Some records:
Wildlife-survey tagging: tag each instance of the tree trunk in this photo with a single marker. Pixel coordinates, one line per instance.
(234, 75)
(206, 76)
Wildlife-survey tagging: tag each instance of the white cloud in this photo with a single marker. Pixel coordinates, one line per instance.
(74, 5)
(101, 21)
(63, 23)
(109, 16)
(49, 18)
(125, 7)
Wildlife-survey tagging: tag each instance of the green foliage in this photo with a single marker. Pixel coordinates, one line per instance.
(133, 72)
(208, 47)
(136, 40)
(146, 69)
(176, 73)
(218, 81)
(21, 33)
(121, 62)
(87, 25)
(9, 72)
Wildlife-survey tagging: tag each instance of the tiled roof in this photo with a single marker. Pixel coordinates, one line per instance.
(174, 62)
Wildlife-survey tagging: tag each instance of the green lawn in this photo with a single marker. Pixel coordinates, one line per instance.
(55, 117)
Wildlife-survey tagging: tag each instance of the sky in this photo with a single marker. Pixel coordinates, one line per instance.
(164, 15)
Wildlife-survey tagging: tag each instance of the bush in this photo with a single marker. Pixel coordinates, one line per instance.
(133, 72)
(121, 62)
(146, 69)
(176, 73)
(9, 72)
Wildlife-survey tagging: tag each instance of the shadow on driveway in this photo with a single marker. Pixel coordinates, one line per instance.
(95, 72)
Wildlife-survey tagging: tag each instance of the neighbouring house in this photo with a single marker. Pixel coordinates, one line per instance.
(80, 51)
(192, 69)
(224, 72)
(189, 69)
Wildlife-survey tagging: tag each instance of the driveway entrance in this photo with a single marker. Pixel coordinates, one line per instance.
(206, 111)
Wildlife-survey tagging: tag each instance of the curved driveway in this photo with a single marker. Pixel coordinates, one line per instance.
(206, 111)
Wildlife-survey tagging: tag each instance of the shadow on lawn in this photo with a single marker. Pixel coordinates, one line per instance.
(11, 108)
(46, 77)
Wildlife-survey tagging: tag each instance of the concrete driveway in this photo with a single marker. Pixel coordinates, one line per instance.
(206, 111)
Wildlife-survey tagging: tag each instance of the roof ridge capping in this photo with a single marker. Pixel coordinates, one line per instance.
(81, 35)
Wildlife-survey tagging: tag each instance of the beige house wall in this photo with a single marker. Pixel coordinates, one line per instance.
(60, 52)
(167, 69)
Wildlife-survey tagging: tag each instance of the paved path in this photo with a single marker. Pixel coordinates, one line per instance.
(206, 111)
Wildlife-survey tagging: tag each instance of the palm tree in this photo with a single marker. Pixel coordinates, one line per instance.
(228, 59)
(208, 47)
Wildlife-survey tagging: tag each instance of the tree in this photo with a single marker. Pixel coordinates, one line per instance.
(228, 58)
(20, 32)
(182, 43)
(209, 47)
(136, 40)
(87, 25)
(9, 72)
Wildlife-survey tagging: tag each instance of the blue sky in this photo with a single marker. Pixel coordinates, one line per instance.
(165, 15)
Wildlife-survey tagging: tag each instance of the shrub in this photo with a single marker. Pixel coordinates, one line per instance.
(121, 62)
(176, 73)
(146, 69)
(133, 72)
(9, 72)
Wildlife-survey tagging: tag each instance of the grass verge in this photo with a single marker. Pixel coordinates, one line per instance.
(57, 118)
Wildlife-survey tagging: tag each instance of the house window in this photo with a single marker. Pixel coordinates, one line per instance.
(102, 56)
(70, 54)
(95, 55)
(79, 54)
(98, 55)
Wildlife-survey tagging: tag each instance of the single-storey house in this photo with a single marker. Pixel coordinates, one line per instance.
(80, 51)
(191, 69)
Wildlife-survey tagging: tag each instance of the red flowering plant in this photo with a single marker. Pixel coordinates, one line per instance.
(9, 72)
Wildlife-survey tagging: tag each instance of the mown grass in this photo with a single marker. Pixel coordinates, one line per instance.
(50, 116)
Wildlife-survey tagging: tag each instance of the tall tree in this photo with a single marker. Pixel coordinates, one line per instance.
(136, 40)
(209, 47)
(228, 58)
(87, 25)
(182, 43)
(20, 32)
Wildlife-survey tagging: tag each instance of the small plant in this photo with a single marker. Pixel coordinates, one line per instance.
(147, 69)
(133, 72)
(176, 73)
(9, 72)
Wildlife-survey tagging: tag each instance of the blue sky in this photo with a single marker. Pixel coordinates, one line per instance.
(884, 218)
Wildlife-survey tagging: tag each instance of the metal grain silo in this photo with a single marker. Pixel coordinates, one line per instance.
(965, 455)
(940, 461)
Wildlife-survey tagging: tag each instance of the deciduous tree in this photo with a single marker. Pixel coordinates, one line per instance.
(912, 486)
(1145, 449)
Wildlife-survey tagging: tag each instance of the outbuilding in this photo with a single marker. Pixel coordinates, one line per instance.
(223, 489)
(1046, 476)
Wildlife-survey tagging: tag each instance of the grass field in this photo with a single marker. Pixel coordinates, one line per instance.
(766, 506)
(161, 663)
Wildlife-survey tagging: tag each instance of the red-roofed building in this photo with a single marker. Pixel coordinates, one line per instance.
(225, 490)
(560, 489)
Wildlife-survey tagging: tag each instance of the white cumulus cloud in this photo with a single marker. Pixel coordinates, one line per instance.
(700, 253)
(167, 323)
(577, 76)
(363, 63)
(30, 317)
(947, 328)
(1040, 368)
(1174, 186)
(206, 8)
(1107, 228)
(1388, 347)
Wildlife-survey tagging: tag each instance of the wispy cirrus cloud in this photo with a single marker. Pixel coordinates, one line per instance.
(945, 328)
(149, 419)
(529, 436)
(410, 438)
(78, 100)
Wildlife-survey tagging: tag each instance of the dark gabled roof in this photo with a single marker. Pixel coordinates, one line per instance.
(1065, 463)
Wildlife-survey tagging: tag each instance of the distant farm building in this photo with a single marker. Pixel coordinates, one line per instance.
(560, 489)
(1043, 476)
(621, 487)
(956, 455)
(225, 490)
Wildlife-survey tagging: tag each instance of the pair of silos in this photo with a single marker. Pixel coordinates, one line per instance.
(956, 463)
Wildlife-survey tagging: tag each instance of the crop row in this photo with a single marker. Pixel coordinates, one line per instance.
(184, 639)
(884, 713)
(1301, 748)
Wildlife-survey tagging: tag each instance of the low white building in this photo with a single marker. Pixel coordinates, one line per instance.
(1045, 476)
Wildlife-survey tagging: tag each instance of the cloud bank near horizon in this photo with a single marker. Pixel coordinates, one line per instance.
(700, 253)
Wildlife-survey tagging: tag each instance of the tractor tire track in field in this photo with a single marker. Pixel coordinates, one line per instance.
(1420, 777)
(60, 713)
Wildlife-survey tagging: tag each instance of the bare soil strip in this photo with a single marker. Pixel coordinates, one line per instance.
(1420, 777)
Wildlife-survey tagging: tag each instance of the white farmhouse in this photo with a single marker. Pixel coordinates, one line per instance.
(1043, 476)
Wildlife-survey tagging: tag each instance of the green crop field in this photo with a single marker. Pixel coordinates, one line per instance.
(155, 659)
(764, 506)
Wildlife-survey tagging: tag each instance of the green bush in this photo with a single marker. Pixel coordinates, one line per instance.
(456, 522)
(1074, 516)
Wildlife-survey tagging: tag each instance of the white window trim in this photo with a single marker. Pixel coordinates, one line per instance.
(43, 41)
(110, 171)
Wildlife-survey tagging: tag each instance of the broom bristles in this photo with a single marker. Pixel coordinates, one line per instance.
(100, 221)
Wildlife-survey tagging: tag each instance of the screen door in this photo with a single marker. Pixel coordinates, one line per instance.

Brief >> Copy the material above line for line, with no changes.

Answer for the task >>
Wildlife-survey tagging: tag each instance of the tree trunk in this photo with a single marker. Pixel coordinates, one line per instance.
(234, 75)
(206, 76)
Wildlife-survey tagging: tag each instance of the white cloud in this photo with a single marker. Pixel coordinates, one line per instance.
(74, 5)
(101, 21)
(63, 23)
(109, 16)
(49, 18)
(125, 7)
Wildlife-survey tagging: tag each instance of the green foliage in this photo with a single marker. Pixel coordinates, one line per instance.
(133, 72)
(208, 47)
(136, 40)
(146, 69)
(176, 73)
(218, 81)
(21, 33)
(121, 62)
(87, 25)
(9, 72)
Wildlife-survey tagging: tag each instance of the tiled roof in this photo with a single marker. Pixel coordinates, one line per instance.
(174, 62)
Wildlife-survey tagging: tag each instance of the green lawn in this photo with a single marker. Pixel coordinates, one line per instance.
(55, 117)
Wildlife-survey tagging: tag each instance of the sky in this photo with a single marker. Pixel coordinates, one line per instance.
(164, 15)
Wildlife-survey tagging: tag each instance of the bush in this photo with a single marker. Pixel coordinates, one line per instance.
(133, 72)
(121, 62)
(146, 69)
(176, 73)
(9, 72)
Wildlife-survey tagging: tag each instance of the shadow on driveway in this photo with a single marker. Pixel coordinates, one line per instance.
(95, 72)
Wildlife-survey tagging: tag each instance of the neighbouring house in this photo with a single marker. Pixel coordinates, one line per instance.
(80, 51)
(192, 69)
(224, 72)
(189, 69)
Wildlife-survey tagging: tag each instance of the driveway entrance in this photo with a single marker. Pixel coordinates, one line per instance.
(206, 111)
Wildlife-survey tagging: tag each instance of the curved driveway in this photo with a single marker. Pixel coordinates, one line per instance.
(206, 111)
Wildlife-survey tagging: tag each instance of the shadow on lawn in this photo with a single marker. Pixel coordinates, one line per instance.
(11, 108)
(46, 77)
Wildlife-survey tagging: tag each instance of the concrete driveway in this photo with a single marker. Pixel coordinates, one line per instance.
(206, 111)
Wildlife-survey tagging: tag each instance of the roof ridge capping in this photo with a single marker. Pixel coordinates, one line per instance.
(81, 35)
Wildlife-survey tagging: tag each instance of the beige house wall in this photo with a single marker. Pixel coordinates, one line per instance.
(60, 52)
(167, 69)
Wildlife-survey tagging: tag each instance of the paved path in this photo with a single marker. Pixel coordinates, one line per instance.
(206, 111)
Wildlife-survey tagging: tag each instance of the palm tree in this photo with a single marker. Pixel coordinates, one line per instance.
(228, 59)
(208, 47)
Wildlife-survey tagging: tag each instance of the tree in this photo with a single marker. Pixel coordinates, one line per instance.
(228, 58)
(20, 32)
(182, 43)
(209, 47)
(136, 40)
(87, 25)
(9, 72)
Wildlife-survey tagging: tag each instance of the blue sky in this photo with a single marker. Pixel coordinates, one line per instance.
(165, 15)
Wildlife-survey tagging: tag each instance of the shrub in this photo with a single marker. Pixel coordinates, one line per instance.
(121, 62)
(176, 73)
(146, 69)
(133, 72)
(9, 72)
Wildlife-survey tagging: tag each instance of the grass verge in this photo with a single marker. Pixel coordinates, one line per instance.
(57, 118)
Wildlife-survey tagging: tag each instance of the house window in this photo with a single marker. Pixel coordinates, one line per instance.
(102, 56)
(70, 54)
(95, 55)
(79, 54)
(98, 55)
Wildlife-survey tagging: tag each instance of the single-storey house in this photo with a single marker. Pixel coordinates, one line per instance.
(80, 51)
(191, 69)
Wildlife-survey tagging: tag each instance of the red flowering plant in this photo with a single marker. Pixel coordinates, one line per instance.
(9, 72)
Wildlife-survey tagging: tag each instance of the mown grass in this photo with a single marker. Pixel coordinates, one line per instance.
(50, 116)
Wildlife-survey tagging: tag each instance of the tall tree in this photo with a single marker. Pixel coordinates, one line per instance.
(136, 40)
(209, 47)
(228, 58)
(87, 25)
(182, 43)
(20, 32)
Wildlife-survey tagging: tag each instance of the small plant in this photo with a single marker. Pixel coordinates, one line per instance.
(147, 69)
(133, 72)
(176, 73)
(9, 72)
Wildlife-survey tagging: tag each instance of the blue sky in this photo with a single marker. Pixel coordinates, one line per instance.
(884, 218)
Wildlife-survey tagging: tag each instance of the metal grain silo in this photo with a single marker. Pixel coordinates, one line per instance.
(965, 455)
(940, 461)
Wildlife-survey tagging: tag each instance of the deciduous tree in this photo with a single marker. Pixel coordinates, one line per instance.
(912, 486)
(1145, 449)
Wildlife-survey tagging: tag each instance of the outbuilding in this photo with a single marker. Pixel coordinates, one line per instance.
(223, 489)
(1046, 476)
Wildlife-survey tagging: tag each instance of the grass field in this photo with a single marker. Pixel coordinates, one line per instance.
(766, 506)
(161, 663)
Wildlife-survey tagging: tag each instance of the red-roofed building in this photo with a single marker. Pixel coordinates, one line per instance.
(225, 490)
(560, 489)
Wildlife-survey tagging: tag each instance of the white cumulus cloud in this photo with a single marker. Pixel coordinates, one line per instance.
(700, 253)
(167, 323)
(577, 76)
(363, 63)
(30, 317)
(947, 328)
(1040, 368)
(1174, 186)
(206, 8)
(1107, 228)
(1388, 347)
Wildlife-survey tagging: tag each instance of the wispy cirrus cloud in this photo with a single marker. Pixel coordinates, one line per instance.
(945, 328)
(149, 419)
(529, 436)
(410, 438)
(78, 100)
Wildlife-survey tagging: tag each instance of the dark gabled roof in this photo with a single marker. Pixel coordinates, one line per instance.
(1065, 463)
Wildlife-survey tagging: tag each instance of the distant farm building in this photo with a single marker. Pixel coordinates, one line per instance.
(560, 489)
(1043, 476)
(621, 487)
(956, 455)
(225, 490)
Wildlife-survey tagging: tag each instance of the pair of silos in this photo with a single marker. Pixel coordinates, one line per instance.
(956, 463)
Wildlife-survey tagging: tag each instance of the crop row in this photo with a single marker. Pixel coordinates, one line per instance.
(184, 639)
(884, 713)
(1301, 748)
Wildlife-survey tagging: tag each instance of the low white building in this photo with a single marker. Pixel coordinates, one line per instance.
(1045, 476)
Wildlife-survey tagging: tag each instance of the cloud bank near horizon in this photo with a single marker. Pixel coordinates, one line per instance.
(700, 253)
Wildlife-survey tagging: tag each instance of the tractor tire track in field in this photo with a single marker. Pixel coordinates, one line per instance.
(1420, 777)
(60, 713)
Wildlife-survey tagging: tag each instance of the bare soil strip in this photo with a single marker. Pixel coordinates, one line per instance.
(1420, 777)
Wildlife-survey tagging: tag each instance of the white farmhouse in this photo with a single marker. Pixel coordinates, one line per instance.
(1043, 476)
Wildlife-survey tagging: tag each instance of the green crop field in this photo with a single marker. Pixel coordinates, one line per instance.
(155, 659)
(764, 506)
Wildlife-survey tagging: tag each instance of the green bush in this photo with a single marker. Pixel coordinates, one line per instance.
(456, 522)
(1074, 516)
Wildlife-survey tagging: tag each instance of the white window trim in this photo with a single marker. Pixel coordinates, one line per instance.
(43, 41)
(110, 171)
Wildlife-survey tagging: tag each instance of the broom bristles in this photo with a single marker. Pixel coordinates, one line per instance.
(100, 221)
Wildlife-survey tagging: tag each instance of the screen door in this photo with a single marker. Pixel coordinates, one line per instance.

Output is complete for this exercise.